▼▼▼

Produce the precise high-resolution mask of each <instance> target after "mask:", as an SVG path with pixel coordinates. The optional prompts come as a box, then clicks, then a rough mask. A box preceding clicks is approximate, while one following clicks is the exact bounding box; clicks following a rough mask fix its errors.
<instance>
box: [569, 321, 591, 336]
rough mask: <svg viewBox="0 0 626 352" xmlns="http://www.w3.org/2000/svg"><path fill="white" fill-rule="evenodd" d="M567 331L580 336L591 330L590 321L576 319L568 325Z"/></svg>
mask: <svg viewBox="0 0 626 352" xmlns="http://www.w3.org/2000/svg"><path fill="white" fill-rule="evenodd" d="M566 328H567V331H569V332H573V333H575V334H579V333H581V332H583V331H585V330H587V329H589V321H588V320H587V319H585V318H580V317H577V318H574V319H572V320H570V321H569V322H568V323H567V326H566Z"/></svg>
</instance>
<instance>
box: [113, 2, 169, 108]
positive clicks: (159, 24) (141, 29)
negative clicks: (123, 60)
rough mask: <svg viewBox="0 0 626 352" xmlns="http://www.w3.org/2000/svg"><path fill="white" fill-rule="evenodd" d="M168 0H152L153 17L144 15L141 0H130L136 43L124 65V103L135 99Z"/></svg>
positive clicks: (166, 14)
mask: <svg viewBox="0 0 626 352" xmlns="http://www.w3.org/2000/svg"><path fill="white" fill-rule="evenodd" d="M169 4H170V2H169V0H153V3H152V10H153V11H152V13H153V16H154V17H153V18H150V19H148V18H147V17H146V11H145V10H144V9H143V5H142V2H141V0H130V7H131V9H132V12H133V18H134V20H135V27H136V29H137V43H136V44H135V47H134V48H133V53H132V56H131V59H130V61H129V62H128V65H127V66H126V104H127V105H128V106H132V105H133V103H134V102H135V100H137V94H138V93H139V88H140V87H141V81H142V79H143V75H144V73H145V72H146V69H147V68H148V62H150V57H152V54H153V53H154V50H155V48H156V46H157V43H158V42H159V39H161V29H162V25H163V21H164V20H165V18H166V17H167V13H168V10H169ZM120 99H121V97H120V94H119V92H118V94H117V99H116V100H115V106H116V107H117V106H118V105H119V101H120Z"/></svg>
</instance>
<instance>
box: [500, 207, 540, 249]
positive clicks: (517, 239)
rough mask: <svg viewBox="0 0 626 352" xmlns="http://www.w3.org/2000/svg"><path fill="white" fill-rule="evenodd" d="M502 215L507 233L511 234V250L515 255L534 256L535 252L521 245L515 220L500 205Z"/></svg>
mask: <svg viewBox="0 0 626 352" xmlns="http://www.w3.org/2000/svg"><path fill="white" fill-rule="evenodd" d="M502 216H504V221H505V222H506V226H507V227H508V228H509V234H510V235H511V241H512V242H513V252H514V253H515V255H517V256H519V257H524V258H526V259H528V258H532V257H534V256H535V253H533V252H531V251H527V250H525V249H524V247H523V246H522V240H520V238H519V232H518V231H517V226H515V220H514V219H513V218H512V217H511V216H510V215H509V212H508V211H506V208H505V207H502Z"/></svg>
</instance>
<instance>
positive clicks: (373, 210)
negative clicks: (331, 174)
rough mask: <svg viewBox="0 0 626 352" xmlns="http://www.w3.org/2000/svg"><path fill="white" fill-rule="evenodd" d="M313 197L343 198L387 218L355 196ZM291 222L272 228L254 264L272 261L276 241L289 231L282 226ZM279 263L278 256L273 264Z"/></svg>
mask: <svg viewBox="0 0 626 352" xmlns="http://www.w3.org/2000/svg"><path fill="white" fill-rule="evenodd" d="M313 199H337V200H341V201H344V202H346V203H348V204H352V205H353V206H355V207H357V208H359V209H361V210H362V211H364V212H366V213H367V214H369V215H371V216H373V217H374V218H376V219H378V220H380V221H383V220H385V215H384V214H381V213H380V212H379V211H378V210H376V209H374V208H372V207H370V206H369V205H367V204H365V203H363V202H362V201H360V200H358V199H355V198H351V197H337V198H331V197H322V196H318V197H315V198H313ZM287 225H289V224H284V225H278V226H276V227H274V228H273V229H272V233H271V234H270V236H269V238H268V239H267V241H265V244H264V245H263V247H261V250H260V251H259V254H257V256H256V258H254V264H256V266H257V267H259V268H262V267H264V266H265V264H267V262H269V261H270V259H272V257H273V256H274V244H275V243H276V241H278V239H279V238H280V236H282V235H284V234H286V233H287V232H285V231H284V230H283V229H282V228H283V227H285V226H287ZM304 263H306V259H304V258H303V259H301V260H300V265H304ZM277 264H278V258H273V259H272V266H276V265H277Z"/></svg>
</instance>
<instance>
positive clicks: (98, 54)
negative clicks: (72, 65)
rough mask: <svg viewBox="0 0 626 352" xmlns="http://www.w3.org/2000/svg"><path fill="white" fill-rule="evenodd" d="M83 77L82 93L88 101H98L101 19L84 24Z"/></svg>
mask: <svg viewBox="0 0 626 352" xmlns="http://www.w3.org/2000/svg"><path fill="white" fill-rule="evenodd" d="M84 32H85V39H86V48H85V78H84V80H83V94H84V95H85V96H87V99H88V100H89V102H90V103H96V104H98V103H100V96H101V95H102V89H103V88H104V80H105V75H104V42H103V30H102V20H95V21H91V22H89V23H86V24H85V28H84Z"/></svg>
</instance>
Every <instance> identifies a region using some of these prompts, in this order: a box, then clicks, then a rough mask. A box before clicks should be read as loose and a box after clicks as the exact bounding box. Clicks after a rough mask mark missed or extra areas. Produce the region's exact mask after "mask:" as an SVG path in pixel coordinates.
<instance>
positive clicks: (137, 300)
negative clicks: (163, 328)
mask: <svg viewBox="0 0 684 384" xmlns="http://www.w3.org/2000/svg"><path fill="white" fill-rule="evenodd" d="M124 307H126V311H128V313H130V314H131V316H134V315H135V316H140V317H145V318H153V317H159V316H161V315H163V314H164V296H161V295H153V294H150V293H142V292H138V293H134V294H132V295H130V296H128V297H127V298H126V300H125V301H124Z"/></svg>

▲▲▲

* _WHAT THE EXERCISE ASKS_
Nothing in the records may be dropped; reproduce them exactly.

* _REPLY TO THE TASK_
Produce the precise high-resolution mask of each <instance> target after "mask:", as an SVG path with pixel coordinates. The optional prompts come as a box, then clicks, then a rough mask. A box preceding clicks is approximate, while one following clicks is the exact bounding box; clicks following a rough mask fix its errors.
<instance>
box: [569, 321, 591, 336]
rough mask: <svg viewBox="0 0 626 352" xmlns="http://www.w3.org/2000/svg"><path fill="white" fill-rule="evenodd" d="M567 331L580 336L591 330L590 321L576 319L568 325Z"/></svg>
mask: <svg viewBox="0 0 626 352" xmlns="http://www.w3.org/2000/svg"><path fill="white" fill-rule="evenodd" d="M566 328H567V331H569V332H573V333H575V334H579V333H581V332H583V331H585V330H587V329H589V321H588V320H587V319H585V318H580V317H577V318H574V319H572V320H570V321H569V322H568V323H567V326H566Z"/></svg>
</instance>
<instance>
box: [113, 2, 169, 108]
positive clicks: (159, 24) (141, 29)
negative clicks: (123, 60)
rough mask: <svg viewBox="0 0 626 352" xmlns="http://www.w3.org/2000/svg"><path fill="white" fill-rule="evenodd" d="M168 0H152L153 17L144 15L141 0H130L136 43L124 65V103L135 99Z"/></svg>
positive clicks: (166, 14)
mask: <svg viewBox="0 0 626 352" xmlns="http://www.w3.org/2000/svg"><path fill="white" fill-rule="evenodd" d="M169 4H170V2H169V0H153V3H152V10H153V11H152V13H153V16H154V17H153V18H150V19H148V18H147V17H146V11H145V10H144V9H143V5H142V2H141V0H130V7H131V9H132V12H133V18H134V20H135V27H136V29H137V43H136V44H135V47H134V48H133V53H132V56H131V59H130V61H129V62H128V65H127V66H126V104H127V105H128V106H132V105H133V103H134V102H135V100H137V94H138V93H139V88H140V87H141V81H142V79H143V75H144V73H145V72H146V69H147V68H148V62H150V57H152V54H153V53H154V50H155V48H156V46H157V43H158V42H159V39H161V29H162V25H163V21H164V20H165V18H166V17H167V13H168V10H169ZM120 99H121V97H120V94H119V92H118V94H117V99H116V100H115V106H116V107H117V106H118V105H119V101H120Z"/></svg>
</instance>
<instance>
box: [500, 207, 540, 249]
positive clicks: (517, 239)
rough mask: <svg viewBox="0 0 626 352" xmlns="http://www.w3.org/2000/svg"><path fill="white" fill-rule="evenodd" d="M502 215L507 233L511 234V250L515 255L534 256L535 252L521 245L515 220L500 205Z"/></svg>
mask: <svg viewBox="0 0 626 352" xmlns="http://www.w3.org/2000/svg"><path fill="white" fill-rule="evenodd" d="M502 216H504V221H505V222H506V226H507V227H508V228H509V234H510V235H511V241H512V242H513V252H514V253H515V255H517V256H519V257H524V258H526V259H528V258H532V257H534V256H535V253H533V252H531V251H527V250H525V249H524V247H523V246H522V240H520V238H519V232H518V231H517V226H515V220H514V219H513V218H512V217H511V216H510V215H509V212H508V211H506V208H505V207H502Z"/></svg>
</instance>
<instance>
positive clicks: (373, 210)
negative clicks: (331, 174)
rough mask: <svg viewBox="0 0 626 352" xmlns="http://www.w3.org/2000/svg"><path fill="white" fill-rule="evenodd" d="M313 197L343 198L387 218L355 196ZM291 222L272 228L254 264L272 261L276 241L289 231L282 226ZM279 263L278 256L273 264Z"/></svg>
mask: <svg viewBox="0 0 626 352" xmlns="http://www.w3.org/2000/svg"><path fill="white" fill-rule="evenodd" d="M313 199H337V200H341V201H344V202H346V203H348V204H352V205H353V206H355V207H357V208H359V209H361V210H362V211H364V212H366V213H367V214H369V215H371V216H373V217H374V218H376V219H378V220H380V221H383V220H385V215H384V214H381V213H380V212H379V211H378V210H376V209H374V208H372V207H370V206H369V205H367V204H365V203H363V202H362V201H360V200H358V199H355V198H351V197H337V198H331V197H322V196H318V197H315V198H313ZM287 225H289V224H284V225H278V226H276V227H274V228H273V229H272V233H271V234H270V236H269V238H268V239H267V241H265V244H264V245H263V247H261V250H260V251H259V254H257V256H256V258H254V264H256V266H257V267H259V268H262V267H264V266H265V264H267V262H269V261H270V259H272V257H273V256H274V244H275V243H276V241H278V239H279V238H280V236H282V235H284V234H286V233H287V232H285V231H284V230H283V229H282V228H283V227H285V226H287ZM304 263H306V259H304V258H303V259H301V260H300V265H304ZM277 264H278V258H273V259H272V266H276V265H277Z"/></svg>
</instance>
<instance>
positive clicks: (98, 54)
negative clicks: (72, 65)
rough mask: <svg viewBox="0 0 626 352" xmlns="http://www.w3.org/2000/svg"><path fill="white" fill-rule="evenodd" d="M83 77L82 93L88 101H98L101 19L84 24Z"/></svg>
mask: <svg viewBox="0 0 626 352" xmlns="http://www.w3.org/2000/svg"><path fill="white" fill-rule="evenodd" d="M84 32H85V39H86V48H85V78H84V80H83V94H84V95H85V96H87V99H88V100H89V102H90V103H96V104H98V103H100V96H101V95H102V89H103V88H104V80H105V75H104V42H103V30H102V20H95V21H91V22H89V23H86V24H85V28H84Z"/></svg>
</instance>
Every <instance> identifies a region using some of these prompts, in this order: a box, then clicks, then a rough mask. A box before clicks should be read as loose and a box after clicks as the exact bounding box. Clicks after a rough mask mark missed or extra areas. Produce the region's exact mask after "mask:" as an SVG path in pixel coordinates.
<instance>
positive clicks: (137, 300)
negative clicks: (163, 328)
mask: <svg viewBox="0 0 684 384" xmlns="http://www.w3.org/2000/svg"><path fill="white" fill-rule="evenodd" d="M124 307H126V311H128V313H130V314H131V316H134V315H135V316H140V317H145V318H153V317H159V316H161V315H163V314H164V296H161V295H153V294H150V293H142V292H138V293H134V294H132V295H130V296H128V297H127V298H126V300H125V301H124Z"/></svg>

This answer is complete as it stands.